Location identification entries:
========================================

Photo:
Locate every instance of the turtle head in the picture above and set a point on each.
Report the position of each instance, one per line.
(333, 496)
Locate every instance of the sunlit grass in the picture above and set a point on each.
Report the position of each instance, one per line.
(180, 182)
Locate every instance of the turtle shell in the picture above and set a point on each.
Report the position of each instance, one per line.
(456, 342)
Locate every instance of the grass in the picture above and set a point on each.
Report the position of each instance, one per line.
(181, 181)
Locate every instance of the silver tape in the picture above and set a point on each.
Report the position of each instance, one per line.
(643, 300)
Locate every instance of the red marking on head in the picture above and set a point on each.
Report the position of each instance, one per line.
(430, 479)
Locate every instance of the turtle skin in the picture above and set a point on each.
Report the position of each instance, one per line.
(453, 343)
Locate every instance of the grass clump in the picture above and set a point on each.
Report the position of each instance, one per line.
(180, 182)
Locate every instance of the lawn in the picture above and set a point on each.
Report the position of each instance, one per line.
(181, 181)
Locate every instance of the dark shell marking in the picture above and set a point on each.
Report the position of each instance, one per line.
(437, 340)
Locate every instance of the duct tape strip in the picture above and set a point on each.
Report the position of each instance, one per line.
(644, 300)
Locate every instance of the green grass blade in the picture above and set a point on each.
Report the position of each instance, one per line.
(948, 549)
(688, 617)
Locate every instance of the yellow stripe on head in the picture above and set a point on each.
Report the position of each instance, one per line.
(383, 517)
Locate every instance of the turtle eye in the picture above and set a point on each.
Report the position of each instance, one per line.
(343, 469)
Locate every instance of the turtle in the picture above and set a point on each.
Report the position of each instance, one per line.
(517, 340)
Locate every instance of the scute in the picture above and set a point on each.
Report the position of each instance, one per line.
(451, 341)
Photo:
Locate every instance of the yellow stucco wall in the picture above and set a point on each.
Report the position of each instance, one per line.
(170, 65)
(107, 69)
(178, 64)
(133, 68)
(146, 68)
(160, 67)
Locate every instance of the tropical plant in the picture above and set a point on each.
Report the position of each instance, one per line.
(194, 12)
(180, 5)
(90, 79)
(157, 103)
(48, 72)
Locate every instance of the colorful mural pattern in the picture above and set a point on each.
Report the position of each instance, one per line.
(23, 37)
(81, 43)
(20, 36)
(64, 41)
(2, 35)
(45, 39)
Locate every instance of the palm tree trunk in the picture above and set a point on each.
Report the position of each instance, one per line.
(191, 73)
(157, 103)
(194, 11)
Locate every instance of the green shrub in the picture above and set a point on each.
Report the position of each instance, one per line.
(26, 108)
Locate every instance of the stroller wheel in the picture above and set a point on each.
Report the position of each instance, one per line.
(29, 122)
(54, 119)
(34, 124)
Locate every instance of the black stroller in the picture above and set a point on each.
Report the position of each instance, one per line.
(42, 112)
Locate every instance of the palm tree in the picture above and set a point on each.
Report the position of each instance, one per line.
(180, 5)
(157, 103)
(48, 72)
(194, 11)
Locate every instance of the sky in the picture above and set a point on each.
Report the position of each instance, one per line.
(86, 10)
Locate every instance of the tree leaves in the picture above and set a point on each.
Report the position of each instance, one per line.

========================================

**Written problem**. Output every line of the data above as a numbered list, leaving out any blank lines.

**Complete answer**.
1. Photo:
2. Locate every instance of the turtle head in the picture above and set a point on each.
3. Report the position of each instance, one per line.
4. (333, 496)
5. Locate every instance of the sunlit grass in the picture above and set a point on each.
6. Report the position of each instance, one per line.
7. (180, 182)
8. Locate every instance of the turtle shell in the picture above and set a point on each.
9. Report the position of each instance, one per line.
10. (456, 342)
11. Locate every instance of the grass in the picture above and set a point on each.
12. Report the position of each instance, one per line.
13. (181, 181)
14. Locate every instance of the silver tape in the picture above and set a point on each.
15. Report the position of each instance, one per line.
16. (643, 300)
17. Locate every instance of the red marking on head in the picture above and set a point on each.
18. Report the position of each instance, one per line.
19. (430, 479)
20. Locate every instance of the turtle skin in the picture above and set a point on each.
21. Report the position of each instance, one per line.
22. (453, 343)
23. Locate every instance of the grass clump in the picture above and set a point on each.
24. Report the position of each instance, one per line.
25. (180, 182)
26. Locate every instance of the lawn in the picture above and set a point on each.
27. Report the position of each instance, one per line.
28. (181, 181)
29. Locate every instance of the dark shell marking in the picture above and set a point on each.
30. Report the position of each instance, one per line.
31. (437, 340)
32. Locate every instance of the duct tape strip in the picture above and set a point on each.
33. Report the position of each instance, one per line.
34. (644, 300)
35. Locate every instance of the green grass blade in the picture above and set a point on each.
36. Report the position of each instance, one per line.
37. (948, 549)
38. (688, 617)
39. Locate every instance of the yellow stripe on head in the picture above and set a point on each.
40. Report the position of each instance, one per line.
41. (383, 517)
42. Locate every instance of the turtle eye in the picture above and set a point on each.
43. Report the position of each instance, one per line.
44. (343, 469)
45. Locate every instance of the turtle in the picture above and set a point on each.
46. Report the position of each instance, one per line.
47. (517, 340)
48. Locate every instance of the scute in the picture above and set a point on each.
49. Report the position of each instance, one per line.
50. (451, 341)
51. Photo:
52. Locate every instance of the yellow stucco wall in the picture above and set a point on each.
53. Report the position of each instance, one per line.
54. (170, 65)
55. (107, 69)
56. (178, 64)
57. (133, 68)
58. (146, 68)
59. (160, 67)
60. Locate every instance of the tropical plant in the picture above and set a point on each.
61. Report the position of each instance, one per line.
62. (194, 12)
63. (180, 5)
64. (90, 79)
65. (157, 103)
66. (48, 72)
67. Locate every instance of the colorful mural pattern in the picture above and set a point on each.
68. Report the position of each instance, one per line.
69. (23, 37)
70. (81, 43)
71. (20, 36)
72. (64, 41)
73. (2, 35)
74. (45, 39)
75. Locate every instance of the palm tree trunk in the picture above and set a point on each.
76. Report the position of each instance, one per line.
77. (191, 73)
78. (157, 103)
79. (194, 11)
80. Locate every instance of the green shrub in the picture above and set a point on each.
81. Report the position of each instance, one per line.
82. (26, 108)
83. Locate every instance of the stroller wheel in the picture above and set a point on each.
84. Report the position of each instance, one per line.
85. (29, 122)
86. (54, 119)
87. (34, 124)
88. Locate every instance of the black stroller in the picture above and set a point on each.
89. Report the position of each instance, one per line.
90. (42, 112)
91. Locate every instance of the palm tree in the picture above and set a point on each.
92. Report the position of each instance, one per line.
93. (180, 5)
94. (157, 103)
95. (48, 72)
96. (194, 11)
97. Locate every instance of the sky in the picture above and set a point on each.
98. Report the position of each instance, one per line.
99. (86, 10)
100. Locate every instance of the tree leaves in the picture above and set a point on each.
101. Report the position of each instance, one per line.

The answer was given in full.